PASSAGE SHOWN:
- Opening Delimiter -

Wednesday, January 26, 2011

the truth of the struggle

I am feeling a little alone. A little scared. Defeated. Nervous. Angry. Sad. Jealous. Worried. Stressed. Weak.

Not a whole lot of positive emotions today. A total 360 from yesterday, for the most part. This is what IF does to you. And as if the emotional stuff isn't enough to deal with there is the crappy side of having to deal with the financial stress of it all..IVF is NOT cheap at all and not only do you have to come to terms with your feelings of unworthiness and failure and the fact that you can't have a child on your own you now have to grasp the concept of having to pay a Dr. 10-20 thousand dollars to mix your baby in a lab dish then reintroduce it to your body with only the hope that he or she will stick.

Talk about deromanicizing the whole process!!

I came to terms with the fact that I couldn't give my husband a child without serious intervention a long time ago, sometimes it still makes me sad but for the most part I have accepted it as Gods plan and I am simply greatful that its still very possible. And I am willing to give anything to get there!

I wish that I could say the same for Paul..he is still struggling.

He is struggling with the fact that we can't do it on our own and his Faith isn't as strong as mine. He is having a hard time being okay with the parting of sooo much cash all at once but isn't really comfortable with the idea of "Financing a Baby"; an idea that I feel gives us a really REALLY good shot at becoming parents NOW while still leaving us with money in savings for emergencies and baby expenses and to save to put down on a house in the spring and I feel it could be our best option..he isn't convinced.

- Closing Delimiter -

Dataset items:
- Opening Delimiter -

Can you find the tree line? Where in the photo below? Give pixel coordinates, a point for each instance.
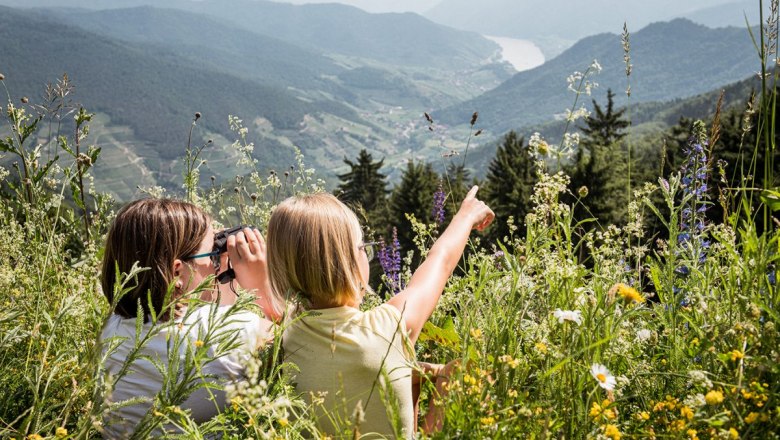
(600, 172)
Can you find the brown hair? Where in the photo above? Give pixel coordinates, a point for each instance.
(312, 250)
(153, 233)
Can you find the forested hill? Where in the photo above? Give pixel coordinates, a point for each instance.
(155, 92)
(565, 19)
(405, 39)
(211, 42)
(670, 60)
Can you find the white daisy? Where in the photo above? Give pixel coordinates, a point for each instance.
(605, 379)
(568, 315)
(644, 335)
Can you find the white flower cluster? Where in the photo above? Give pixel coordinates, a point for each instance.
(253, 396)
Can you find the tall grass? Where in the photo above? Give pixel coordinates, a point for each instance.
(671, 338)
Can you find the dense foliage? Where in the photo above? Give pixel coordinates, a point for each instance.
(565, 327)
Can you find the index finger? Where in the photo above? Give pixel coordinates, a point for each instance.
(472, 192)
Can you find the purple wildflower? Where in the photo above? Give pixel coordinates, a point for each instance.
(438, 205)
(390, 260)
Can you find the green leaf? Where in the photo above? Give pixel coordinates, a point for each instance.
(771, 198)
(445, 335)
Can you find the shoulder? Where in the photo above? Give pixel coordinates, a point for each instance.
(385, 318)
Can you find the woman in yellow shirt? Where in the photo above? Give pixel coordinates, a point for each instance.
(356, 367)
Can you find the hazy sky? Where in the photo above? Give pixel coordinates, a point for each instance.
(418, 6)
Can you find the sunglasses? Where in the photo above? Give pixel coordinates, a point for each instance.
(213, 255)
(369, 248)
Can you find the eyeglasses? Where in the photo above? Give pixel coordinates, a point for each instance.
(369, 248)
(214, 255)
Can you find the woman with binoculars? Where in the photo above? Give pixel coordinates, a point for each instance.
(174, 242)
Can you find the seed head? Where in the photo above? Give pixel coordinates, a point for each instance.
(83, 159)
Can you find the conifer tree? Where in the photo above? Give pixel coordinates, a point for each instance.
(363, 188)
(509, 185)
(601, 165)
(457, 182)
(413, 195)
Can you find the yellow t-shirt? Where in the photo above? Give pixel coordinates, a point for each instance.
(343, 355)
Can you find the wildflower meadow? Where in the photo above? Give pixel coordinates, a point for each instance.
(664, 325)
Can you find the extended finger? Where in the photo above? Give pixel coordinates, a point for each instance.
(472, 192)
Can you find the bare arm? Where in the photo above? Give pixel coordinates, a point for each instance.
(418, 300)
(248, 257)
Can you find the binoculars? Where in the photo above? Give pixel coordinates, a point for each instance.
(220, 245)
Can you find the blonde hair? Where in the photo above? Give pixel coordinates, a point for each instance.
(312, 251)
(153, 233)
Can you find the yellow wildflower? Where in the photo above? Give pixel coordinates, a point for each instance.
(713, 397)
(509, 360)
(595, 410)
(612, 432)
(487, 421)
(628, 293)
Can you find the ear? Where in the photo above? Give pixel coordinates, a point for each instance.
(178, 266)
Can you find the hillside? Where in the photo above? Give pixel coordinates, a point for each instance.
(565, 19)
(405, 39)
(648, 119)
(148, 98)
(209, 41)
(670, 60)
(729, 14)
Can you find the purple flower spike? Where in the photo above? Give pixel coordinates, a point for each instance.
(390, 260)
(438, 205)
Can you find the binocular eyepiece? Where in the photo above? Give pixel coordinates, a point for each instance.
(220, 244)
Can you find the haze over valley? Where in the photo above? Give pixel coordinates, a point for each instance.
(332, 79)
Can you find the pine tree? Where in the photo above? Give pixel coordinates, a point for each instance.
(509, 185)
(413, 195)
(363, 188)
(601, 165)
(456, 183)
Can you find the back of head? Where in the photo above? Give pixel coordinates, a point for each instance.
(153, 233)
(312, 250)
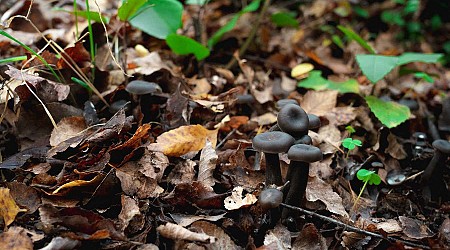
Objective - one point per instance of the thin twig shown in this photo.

- Closing Delimiter -

TASKS TO CARRY OUT:
**a.** In the blog post about infertility, what idea is Paul not really comfortable with?
**b.** Summarize the blog post about infertility in two sentences.
The rows are not needed for this work.

EXPECTED OUTPUTS:
**a.** The idea of "Financing a Baby."

**b.** The writer feels many negative emotions that day, blames them on infertility, and describes the financial stress of IVF, which costs 10-20 thousand dollars with only the hope that the pregnancy will take. The writer has accepted needing serious intervention to have a child and sees financing as possibly the best option, but Paul is still struggling and isn't convinced.